**What is expected:** Write out nothing except the lines running from the one containing "Mark the peeling" to the last line of the data, exactly as they stand.

[Start of section]

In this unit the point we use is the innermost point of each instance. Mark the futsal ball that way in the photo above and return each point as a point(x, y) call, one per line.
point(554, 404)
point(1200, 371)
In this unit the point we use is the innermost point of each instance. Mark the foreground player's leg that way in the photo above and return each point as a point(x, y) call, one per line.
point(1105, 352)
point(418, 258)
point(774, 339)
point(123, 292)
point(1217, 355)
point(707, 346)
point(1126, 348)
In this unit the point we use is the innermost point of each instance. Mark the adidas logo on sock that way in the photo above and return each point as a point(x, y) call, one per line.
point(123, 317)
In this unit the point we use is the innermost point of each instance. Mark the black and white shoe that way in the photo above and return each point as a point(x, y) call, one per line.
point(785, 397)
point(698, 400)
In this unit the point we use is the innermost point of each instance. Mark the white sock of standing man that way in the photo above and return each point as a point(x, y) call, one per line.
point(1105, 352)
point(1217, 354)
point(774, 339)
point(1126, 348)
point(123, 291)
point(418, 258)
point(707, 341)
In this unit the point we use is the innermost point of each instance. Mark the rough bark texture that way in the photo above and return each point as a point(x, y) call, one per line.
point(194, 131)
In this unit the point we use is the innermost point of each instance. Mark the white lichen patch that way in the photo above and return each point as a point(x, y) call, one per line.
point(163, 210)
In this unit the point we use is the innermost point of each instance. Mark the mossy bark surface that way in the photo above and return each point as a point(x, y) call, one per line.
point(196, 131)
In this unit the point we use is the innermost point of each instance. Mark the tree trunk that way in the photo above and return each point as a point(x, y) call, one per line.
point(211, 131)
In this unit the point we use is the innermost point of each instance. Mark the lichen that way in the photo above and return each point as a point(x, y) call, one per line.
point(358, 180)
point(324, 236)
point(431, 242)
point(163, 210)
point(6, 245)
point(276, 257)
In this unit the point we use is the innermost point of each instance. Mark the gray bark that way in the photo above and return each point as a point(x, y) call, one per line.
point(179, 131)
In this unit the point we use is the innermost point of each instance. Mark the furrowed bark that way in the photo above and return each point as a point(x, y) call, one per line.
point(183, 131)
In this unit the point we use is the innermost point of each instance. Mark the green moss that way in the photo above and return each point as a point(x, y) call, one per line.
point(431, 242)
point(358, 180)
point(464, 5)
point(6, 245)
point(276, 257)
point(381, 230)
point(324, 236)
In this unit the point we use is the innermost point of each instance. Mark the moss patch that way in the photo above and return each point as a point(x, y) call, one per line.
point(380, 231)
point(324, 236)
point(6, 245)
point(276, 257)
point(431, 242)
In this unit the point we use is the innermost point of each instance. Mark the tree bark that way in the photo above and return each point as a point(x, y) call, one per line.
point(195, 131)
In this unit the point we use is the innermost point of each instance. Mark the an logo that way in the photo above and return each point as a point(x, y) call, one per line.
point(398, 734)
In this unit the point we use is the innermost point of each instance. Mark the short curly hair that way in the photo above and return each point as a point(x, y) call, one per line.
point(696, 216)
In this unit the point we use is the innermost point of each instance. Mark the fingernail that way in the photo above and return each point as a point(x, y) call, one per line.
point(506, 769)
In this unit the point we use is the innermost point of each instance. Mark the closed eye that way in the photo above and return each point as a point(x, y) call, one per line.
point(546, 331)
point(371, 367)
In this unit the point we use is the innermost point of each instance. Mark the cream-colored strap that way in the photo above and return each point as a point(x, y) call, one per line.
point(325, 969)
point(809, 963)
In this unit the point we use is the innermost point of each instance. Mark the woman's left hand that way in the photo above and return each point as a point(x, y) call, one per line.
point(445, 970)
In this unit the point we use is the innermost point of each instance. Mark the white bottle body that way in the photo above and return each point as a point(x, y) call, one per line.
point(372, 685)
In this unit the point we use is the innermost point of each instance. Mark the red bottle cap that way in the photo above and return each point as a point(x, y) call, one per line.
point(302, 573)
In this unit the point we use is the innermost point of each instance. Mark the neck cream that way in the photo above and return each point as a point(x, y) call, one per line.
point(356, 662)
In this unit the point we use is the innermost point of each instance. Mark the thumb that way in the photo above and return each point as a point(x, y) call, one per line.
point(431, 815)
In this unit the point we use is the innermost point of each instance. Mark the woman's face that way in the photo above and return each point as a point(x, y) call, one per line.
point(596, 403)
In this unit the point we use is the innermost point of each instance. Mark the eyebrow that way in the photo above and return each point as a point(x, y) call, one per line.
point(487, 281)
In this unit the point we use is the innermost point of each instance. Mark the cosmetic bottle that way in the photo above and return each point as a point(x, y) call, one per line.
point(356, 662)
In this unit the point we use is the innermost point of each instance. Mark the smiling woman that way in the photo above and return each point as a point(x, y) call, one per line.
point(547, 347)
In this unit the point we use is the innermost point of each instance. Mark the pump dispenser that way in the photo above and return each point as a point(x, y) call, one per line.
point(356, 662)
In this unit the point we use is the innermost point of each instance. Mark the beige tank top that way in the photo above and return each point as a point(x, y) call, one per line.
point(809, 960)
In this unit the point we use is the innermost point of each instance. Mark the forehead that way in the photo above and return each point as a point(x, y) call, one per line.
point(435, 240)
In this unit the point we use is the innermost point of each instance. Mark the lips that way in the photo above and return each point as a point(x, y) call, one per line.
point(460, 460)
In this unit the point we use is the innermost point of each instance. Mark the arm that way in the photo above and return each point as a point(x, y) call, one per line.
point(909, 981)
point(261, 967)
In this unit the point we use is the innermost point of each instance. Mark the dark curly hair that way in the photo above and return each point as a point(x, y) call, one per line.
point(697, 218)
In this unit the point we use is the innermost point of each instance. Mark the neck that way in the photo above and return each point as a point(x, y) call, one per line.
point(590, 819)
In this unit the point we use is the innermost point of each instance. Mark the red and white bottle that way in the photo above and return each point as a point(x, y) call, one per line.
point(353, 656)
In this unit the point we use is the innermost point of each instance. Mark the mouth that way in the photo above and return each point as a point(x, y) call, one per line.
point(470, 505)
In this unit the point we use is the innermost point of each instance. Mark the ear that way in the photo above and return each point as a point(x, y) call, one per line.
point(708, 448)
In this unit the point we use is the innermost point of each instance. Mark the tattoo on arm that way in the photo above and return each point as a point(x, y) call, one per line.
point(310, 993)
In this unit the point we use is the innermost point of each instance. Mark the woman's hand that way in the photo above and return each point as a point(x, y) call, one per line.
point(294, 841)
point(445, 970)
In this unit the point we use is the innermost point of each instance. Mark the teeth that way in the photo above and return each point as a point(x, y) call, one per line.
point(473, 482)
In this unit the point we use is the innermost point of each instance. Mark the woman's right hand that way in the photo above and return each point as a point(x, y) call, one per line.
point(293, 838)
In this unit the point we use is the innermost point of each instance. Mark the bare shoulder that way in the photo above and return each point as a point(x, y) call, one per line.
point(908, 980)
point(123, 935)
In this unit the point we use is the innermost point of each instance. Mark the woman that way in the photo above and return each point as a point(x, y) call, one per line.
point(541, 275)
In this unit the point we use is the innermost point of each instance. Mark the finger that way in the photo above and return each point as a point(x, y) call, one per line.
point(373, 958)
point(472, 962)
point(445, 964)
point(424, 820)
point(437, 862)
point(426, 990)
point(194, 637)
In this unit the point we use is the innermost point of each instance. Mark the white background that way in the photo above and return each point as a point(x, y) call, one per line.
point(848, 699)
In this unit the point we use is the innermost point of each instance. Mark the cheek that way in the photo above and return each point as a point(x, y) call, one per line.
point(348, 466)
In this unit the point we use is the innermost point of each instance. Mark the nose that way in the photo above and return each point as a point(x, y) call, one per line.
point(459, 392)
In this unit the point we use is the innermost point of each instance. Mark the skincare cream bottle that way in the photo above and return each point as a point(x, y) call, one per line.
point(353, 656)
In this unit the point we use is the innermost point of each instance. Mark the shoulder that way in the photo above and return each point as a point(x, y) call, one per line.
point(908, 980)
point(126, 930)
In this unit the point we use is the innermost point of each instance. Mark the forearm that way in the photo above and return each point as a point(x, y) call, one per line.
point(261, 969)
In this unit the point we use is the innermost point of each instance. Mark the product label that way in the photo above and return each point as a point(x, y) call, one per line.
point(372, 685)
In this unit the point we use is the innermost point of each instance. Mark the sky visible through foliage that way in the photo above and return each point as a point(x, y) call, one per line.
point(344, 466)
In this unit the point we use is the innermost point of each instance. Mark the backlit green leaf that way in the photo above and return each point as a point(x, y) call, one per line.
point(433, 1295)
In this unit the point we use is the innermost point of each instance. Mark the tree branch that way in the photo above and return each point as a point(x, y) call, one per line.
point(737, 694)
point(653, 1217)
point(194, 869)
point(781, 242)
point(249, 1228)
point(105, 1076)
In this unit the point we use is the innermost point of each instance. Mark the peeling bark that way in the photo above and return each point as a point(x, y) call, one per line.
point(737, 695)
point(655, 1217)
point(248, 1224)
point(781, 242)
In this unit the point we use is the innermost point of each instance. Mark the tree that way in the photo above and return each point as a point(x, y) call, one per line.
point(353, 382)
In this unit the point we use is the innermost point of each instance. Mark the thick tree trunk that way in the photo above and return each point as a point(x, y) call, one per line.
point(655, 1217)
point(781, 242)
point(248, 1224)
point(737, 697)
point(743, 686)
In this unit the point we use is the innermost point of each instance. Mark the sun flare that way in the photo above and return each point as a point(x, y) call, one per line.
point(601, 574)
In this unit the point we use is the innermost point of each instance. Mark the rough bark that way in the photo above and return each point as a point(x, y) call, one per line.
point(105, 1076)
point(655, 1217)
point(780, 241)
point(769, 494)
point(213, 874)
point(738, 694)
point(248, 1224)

[End of section]

**Response area:**
In this unit the point we use is the innermost point of each instance. Mark the peeling bark that way in the photo above and return each point as a point(x, y) call, one per line.
point(737, 695)
point(655, 1217)
point(248, 1224)
point(781, 242)
In this unit the point we use is the innermost point of each instance. Mark the tree that way in the photo above and return each point as a point(x, y) call, one per line.
point(353, 382)
In this unit the point we use is the innermost point of each instance. Mark the thick tree trunk that way in the photo above and return each point as a point(x, y) call, one per line.
point(655, 1217)
point(781, 242)
point(248, 1224)
point(737, 697)
point(743, 686)
In this unit the point we use is the innermost point of each instance. Mark the sun flare that way in the photo above and return each point as a point(x, y) call, one per line.
point(601, 574)
In this unit the point we use is the innermost point of each instance. Mark the rough bark that way in the photo above and return each point as a point(x, y) call, one per line.
point(105, 1076)
point(655, 1217)
point(780, 241)
point(769, 494)
point(213, 874)
point(738, 694)
point(248, 1224)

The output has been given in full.